Saturday, 28 May 2011

Tickets please for the treadmill

And I have reason to believe that I'm back on the monotonous treadmill of chest infections.
The evidence; repeat pattern of headaches, extreme tiredness, extra phlegm in a familiar hue of green, they have all presented themselves, but the jury i.e. the respiratory team have a skeleton staff at the office for advice over the weekend, but wouldn't really be able to do anything without a sample.
I will probably get a rollicking for this, but as I had some unopened antibiotics in my medicine chest, I have starting taking them.
The local doctor gave them to me when I had the infection in my nose and eyes, and to take if I thought it was getting worse and spreading into my sinsuses over the Easter holidays. And in my defence, they are sore again so I thought that the Amoxicilin just might take the edge off my chest as well before anything takes hold.
A executive decision.

I had to do something, as I am due to see my specialist on the 8th June and there is no way on earth I am missing that appointment, because I need to know what the hell is going on with my referral to Papworth.
If I'm not well enough to go in to see him, and he sure as hell doesn't do house calls, it could be weeks before I get to see him again and I need answers and I need them now please.

◆ **SOURCE INFORMATION**
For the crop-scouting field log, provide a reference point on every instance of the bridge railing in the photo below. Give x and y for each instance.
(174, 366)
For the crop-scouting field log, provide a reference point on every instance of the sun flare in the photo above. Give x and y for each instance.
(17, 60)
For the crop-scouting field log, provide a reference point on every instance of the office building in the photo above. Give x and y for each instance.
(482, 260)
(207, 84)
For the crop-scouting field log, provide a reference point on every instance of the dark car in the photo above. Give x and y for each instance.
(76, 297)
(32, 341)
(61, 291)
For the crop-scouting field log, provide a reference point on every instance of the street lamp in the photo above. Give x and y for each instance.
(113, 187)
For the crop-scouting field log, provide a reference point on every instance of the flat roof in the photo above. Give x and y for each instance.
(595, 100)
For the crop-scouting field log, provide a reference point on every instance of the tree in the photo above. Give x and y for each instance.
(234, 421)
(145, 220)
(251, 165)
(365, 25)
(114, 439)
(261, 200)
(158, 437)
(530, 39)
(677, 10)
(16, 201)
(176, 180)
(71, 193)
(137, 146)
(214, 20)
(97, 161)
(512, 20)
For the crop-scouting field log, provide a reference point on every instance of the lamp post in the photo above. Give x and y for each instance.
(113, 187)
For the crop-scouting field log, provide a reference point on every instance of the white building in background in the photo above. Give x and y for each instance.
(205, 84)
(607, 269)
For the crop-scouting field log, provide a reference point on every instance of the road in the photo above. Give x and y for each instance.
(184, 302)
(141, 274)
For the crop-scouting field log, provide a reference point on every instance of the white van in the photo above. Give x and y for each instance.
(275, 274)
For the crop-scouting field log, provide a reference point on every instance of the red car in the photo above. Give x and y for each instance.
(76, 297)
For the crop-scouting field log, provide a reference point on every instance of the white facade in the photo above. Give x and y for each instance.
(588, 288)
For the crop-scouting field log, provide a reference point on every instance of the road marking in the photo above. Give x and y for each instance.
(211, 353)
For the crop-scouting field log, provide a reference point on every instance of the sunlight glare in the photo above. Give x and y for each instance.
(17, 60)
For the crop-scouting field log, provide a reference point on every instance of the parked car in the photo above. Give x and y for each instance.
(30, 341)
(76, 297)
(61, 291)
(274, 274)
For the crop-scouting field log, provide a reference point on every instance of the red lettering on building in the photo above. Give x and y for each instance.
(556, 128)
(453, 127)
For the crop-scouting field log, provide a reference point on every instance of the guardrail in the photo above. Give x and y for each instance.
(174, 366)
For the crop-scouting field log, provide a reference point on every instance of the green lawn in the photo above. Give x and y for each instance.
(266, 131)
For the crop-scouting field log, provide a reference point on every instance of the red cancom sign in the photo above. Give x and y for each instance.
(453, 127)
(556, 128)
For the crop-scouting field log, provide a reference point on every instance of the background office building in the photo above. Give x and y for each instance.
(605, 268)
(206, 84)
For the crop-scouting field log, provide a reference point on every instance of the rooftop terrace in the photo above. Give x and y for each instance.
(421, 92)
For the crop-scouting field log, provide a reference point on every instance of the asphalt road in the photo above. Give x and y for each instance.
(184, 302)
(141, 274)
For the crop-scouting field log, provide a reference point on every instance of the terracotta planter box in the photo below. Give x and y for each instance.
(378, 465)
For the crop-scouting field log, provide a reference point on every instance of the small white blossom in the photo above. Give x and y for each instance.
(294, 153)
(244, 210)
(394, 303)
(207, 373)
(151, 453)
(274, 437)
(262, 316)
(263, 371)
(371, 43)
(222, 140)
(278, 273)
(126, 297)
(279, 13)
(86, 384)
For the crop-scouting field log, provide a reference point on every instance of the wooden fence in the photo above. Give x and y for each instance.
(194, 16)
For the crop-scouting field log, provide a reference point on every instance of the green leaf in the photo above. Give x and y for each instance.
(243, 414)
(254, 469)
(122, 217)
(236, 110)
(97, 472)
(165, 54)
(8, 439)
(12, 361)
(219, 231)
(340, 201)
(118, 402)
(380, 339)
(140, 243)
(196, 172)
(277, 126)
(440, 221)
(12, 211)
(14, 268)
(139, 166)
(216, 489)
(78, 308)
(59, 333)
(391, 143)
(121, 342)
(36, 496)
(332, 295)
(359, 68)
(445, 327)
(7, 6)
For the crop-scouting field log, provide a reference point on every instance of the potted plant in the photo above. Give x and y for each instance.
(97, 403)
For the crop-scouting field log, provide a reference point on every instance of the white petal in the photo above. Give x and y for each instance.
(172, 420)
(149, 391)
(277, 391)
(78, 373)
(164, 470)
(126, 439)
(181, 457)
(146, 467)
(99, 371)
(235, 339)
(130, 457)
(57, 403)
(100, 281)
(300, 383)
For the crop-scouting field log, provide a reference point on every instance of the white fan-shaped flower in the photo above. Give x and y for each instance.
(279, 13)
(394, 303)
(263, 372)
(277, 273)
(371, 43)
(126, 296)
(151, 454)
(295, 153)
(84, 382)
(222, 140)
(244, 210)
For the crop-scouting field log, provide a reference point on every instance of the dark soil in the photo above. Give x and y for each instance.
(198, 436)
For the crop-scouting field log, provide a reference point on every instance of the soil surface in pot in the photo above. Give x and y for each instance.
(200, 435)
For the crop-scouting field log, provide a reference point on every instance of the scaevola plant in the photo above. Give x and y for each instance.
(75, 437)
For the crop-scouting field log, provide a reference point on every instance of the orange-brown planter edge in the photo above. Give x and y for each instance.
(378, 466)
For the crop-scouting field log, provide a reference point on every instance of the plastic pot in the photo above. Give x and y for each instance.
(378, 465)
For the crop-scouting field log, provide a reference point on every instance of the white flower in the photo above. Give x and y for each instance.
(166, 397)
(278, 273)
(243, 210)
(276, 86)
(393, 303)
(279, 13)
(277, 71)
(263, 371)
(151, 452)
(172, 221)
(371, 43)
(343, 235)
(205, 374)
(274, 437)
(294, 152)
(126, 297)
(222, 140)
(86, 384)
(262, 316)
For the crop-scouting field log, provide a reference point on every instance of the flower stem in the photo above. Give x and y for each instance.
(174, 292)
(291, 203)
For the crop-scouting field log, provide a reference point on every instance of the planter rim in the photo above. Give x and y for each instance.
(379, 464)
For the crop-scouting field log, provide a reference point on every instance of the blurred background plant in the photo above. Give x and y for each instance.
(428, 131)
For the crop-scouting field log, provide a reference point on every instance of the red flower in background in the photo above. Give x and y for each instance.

◆ **ASSIGNED TASK**
In the blog post, on what date is the writer due to see the specialist?

◆ **FINISHED EXERCISE**
The 8th of June.